◆ **DATA FOR PROCESSING**:
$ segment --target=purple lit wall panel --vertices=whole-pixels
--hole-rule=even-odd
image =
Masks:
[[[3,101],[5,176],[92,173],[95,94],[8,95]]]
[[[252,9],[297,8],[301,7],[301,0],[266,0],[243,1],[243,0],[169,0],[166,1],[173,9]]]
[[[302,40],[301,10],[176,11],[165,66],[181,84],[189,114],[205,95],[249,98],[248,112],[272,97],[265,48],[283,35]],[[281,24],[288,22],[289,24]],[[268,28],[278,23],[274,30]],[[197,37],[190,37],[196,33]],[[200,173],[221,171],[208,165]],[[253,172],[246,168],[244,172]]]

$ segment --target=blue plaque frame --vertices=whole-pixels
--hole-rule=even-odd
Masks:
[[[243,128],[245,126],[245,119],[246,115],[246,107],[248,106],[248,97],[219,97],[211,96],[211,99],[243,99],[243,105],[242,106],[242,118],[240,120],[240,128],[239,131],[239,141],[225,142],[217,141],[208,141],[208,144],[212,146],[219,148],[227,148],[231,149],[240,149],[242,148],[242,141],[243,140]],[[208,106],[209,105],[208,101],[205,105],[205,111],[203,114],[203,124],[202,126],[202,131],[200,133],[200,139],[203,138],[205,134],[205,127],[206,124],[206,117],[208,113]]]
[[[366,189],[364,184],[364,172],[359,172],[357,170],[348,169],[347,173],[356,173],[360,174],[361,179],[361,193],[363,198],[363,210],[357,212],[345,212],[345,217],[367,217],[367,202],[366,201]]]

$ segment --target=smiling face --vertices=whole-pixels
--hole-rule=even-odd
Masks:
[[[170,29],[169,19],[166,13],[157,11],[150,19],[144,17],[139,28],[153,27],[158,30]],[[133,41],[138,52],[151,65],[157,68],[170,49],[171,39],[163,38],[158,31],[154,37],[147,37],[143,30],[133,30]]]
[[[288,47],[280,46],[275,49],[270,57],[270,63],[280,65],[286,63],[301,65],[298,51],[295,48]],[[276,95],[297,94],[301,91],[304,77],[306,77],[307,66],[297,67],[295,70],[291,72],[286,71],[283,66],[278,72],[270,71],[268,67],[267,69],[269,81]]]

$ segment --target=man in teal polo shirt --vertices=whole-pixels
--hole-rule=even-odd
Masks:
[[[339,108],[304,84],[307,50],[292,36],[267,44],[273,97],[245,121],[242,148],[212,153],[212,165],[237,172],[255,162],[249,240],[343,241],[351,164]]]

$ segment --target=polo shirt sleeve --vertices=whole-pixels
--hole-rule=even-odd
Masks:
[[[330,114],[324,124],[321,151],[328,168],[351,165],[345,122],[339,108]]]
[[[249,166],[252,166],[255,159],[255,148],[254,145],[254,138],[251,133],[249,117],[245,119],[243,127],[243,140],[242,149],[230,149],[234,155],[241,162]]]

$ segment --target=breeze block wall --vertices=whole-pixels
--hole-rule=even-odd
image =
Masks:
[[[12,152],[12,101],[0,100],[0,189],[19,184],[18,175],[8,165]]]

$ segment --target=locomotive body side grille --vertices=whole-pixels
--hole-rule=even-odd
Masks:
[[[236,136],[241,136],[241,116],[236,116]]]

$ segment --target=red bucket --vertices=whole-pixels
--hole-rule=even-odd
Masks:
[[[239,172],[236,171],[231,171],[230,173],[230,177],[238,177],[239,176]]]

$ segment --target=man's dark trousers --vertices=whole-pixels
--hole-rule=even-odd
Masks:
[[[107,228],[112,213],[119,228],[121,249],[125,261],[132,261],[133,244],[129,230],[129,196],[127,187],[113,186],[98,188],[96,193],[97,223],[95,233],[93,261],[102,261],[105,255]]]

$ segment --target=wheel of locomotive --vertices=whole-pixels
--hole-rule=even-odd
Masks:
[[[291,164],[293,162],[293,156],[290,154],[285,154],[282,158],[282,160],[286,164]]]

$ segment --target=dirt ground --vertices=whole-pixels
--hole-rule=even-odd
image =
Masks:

◆ **WRITTEN EXERCISE**:
Make an exact copy of every entry.

◆ **WRITTEN REPLY**:
$ segment --target=purple lit wall panel --vertices=whole-pixels
--hole-rule=even-odd
image =
Masks:
[[[3,101],[5,176],[92,173],[95,94],[8,95]]]
[[[252,9],[297,8],[301,7],[301,0],[266,0],[243,1],[243,0],[169,0],[166,1],[173,9]]]
[[[302,40],[301,10],[176,11],[165,66],[181,84],[189,114],[205,95],[249,98],[248,112],[272,97],[265,48],[283,35]],[[281,24],[288,22],[289,24]],[[268,28],[278,23],[274,30]],[[197,37],[190,37],[196,33]],[[200,173],[221,171],[208,165]],[[253,172],[246,168],[244,172]]]

$ segment --target=blue plaque frame --vertices=whole-pixels
--hole-rule=even-odd
Masks:
[[[243,128],[245,126],[245,119],[246,115],[246,107],[248,106],[248,97],[219,97],[211,96],[211,99],[243,99],[243,105],[242,106],[242,118],[240,120],[240,128],[239,131],[239,141],[225,142],[217,141],[208,141],[208,144],[212,146],[219,148],[227,148],[231,149],[240,149],[242,148],[242,141],[243,140]],[[208,106],[209,105],[208,101],[205,105],[205,111],[203,114],[203,124],[202,126],[202,131],[200,133],[200,139],[203,138],[205,134],[205,127],[206,124],[206,117],[208,113]]]
[[[366,189],[364,184],[364,172],[359,172],[357,170],[348,169],[347,173],[356,173],[360,174],[361,179],[361,193],[363,198],[363,210],[357,212],[345,212],[345,217],[367,217],[367,202],[366,201]]]

$ segment --target=smiling face --vertices=whole-pixels
--hole-rule=even-odd
Masks:
[[[170,29],[169,19],[166,13],[157,11],[150,19],[144,17],[139,28],[153,27],[158,30]],[[133,41],[138,52],[151,65],[157,68],[170,49],[171,39],[163,38],[158,31],[154,37],[147,37],[143,30],[133,30]]]
[[[288,47],[280,46],[275,49],[270,57],[270,63],[280,65],[286,63],[301,65],[298,51],[295,48]],[[276,95],[297,94],[301,91],[304,77],[306,77],[307,66],[297,67],[295,70],[291,72],[286,71],[283,66],[278,72],[270,71],[268,67],[267,69],[269,81]]]

$ segment --target=man in teal polo shirt --vertices=whole-pixels
--hole-rule=even-odd
Masks:
[[[339,108],[304,84],[307,50],[292,36],[267,44],[273,97],[245,121],[242,148],[212,153],[212,165],[237,172],[255,162],[249,240],[343,241],[351,164]]]

$ segment --target=polo shirt sleeve --vertices=whole-pixels
--hole-rule=even-odd
Masks:
[[[330,114],[324,124],[321,151],[328,168],[351,165],[345,122],[339,108]]]
[[[249,166],[252,166],[255,159],[255,148],[254,145],[254,138],[251,133],[249,117],[245,119],[243,127],[243,140],[242,149],[230,149],[234,155],[241,162]]]

$ segment --target=breeze block wall --vertices=whole-pixels
--hole-rule=even-odd
image =
Masks:
[[[12,152],[12,101],[0,100],[0,189],[19,184],[18,175],[8,165]]]

$ segment --target=locomotive body side grille --vertices=whole-pixels
--hole-rule=even-odd
Masks:
[[[236,136],[241,136],[241,116],[236,116]]]

$ segment --target=red bucket --vertices=whole-pixels
--hole-rule=even-odd
Masks:
[[[239,172],[236,171],[231,171],[230,173],[230,177],[238,177],[239,176]]]

$ segment --target=man's dark trousers --vertices=whole-pixels
--hole-rule=even-odd
Masks:
[[[107,228],[112,213],[119,228],[121,249],[125,261],[132,261],[133,244],[129,230],[129,196],[127,187],[113,186],[98,188],[96,193],[97,223],[95,233],[93,261],[102,261],[105,255]]]

$ segment --target=wheel of locomotive --vertices=whole-pixels
--hole-rule=even-odd
Masks:
[[[291,164],[293,162],[293,156],[290,154],[285,154],[282,158],[282,160],[286,164]]]

$ segment --target=dirt ground --vertices=whole-pixels
--hole-rule=even-odd
image =
Masks:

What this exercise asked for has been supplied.